**Extract provided:**
========

Mary Dorothy George (1878–1971), née Gordon, was a British historian best known for compiling the last seven volumes of the Catalogue of Political and Personal Satires Preserved in the Department of Prints and Drawings in the British Museum, the primary reference work for the study of British satirical prints of the eighteenth and nineteenth centuries.

Education 
Educated at Cambridge University she graduated in 1899 with a first class degree in History. During the first World War she worked in British Intelligence for MI5; before returning to academia as a research scholar at the London School of Economics.

========

**Task set:**
a) Answer these from the passage on Mary Dorothy George:
(i) In what years was she born and did she die?
(ii) In what year did she graduate from Cambridge University, and with what class of degree?
(iii) For which body did she work during the First World War?
b) List every four-digit year that appears in the passage on Mary Dorothy George.
c) Repeat word for word the part of the passage on Mary Dorothy George that starts at "Mary Dorothy George" and ends after "School of Economics.".

[Entries taken from a collection]
========

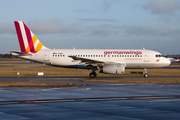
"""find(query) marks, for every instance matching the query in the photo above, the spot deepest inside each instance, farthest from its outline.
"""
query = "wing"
(93, 62)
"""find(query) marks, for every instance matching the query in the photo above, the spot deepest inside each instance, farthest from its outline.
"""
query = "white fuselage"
(132, 58)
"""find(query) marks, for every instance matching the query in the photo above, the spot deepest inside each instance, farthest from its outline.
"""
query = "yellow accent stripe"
(28, 49)
(39, 46)
(34, 39)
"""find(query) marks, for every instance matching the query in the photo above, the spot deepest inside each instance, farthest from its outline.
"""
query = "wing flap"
(20, 53)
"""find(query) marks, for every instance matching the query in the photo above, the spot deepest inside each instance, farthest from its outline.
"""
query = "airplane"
(108, 61)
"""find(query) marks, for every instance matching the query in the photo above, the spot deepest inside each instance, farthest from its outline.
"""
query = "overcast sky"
(94, 24)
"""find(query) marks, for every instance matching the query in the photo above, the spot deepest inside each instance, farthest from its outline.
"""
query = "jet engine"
(113, 69)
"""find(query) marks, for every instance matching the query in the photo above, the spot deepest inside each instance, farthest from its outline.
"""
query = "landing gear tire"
(145, 75)
(92, 75)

========

**Exercise responses:**
a)
(i) She was born in 1878 and died in 1971.
(ii) She graduated in 1899 with a first class degree in History.
(iii) She worked for MI5, in British Intelligence.

b) 1878, 1971, 1899

c)
Mary Dorothy George (1878–1971), née Gordon, was a British historian best known for compiling the last seven volumes of the Catalogue of Political and Personal Satires Preserved in the Department of Prints and Drawings in the British Museum, the primary reference work for the study of British satirical prints of the eighteenth and nineteenth centuries.

Education 
Educated at Cambridge University she graduated in 1899 with a first class degree in History. During the first World War she worked in British Intelligence for MI5; before returning to academia as a research scholar at the London School of Economics.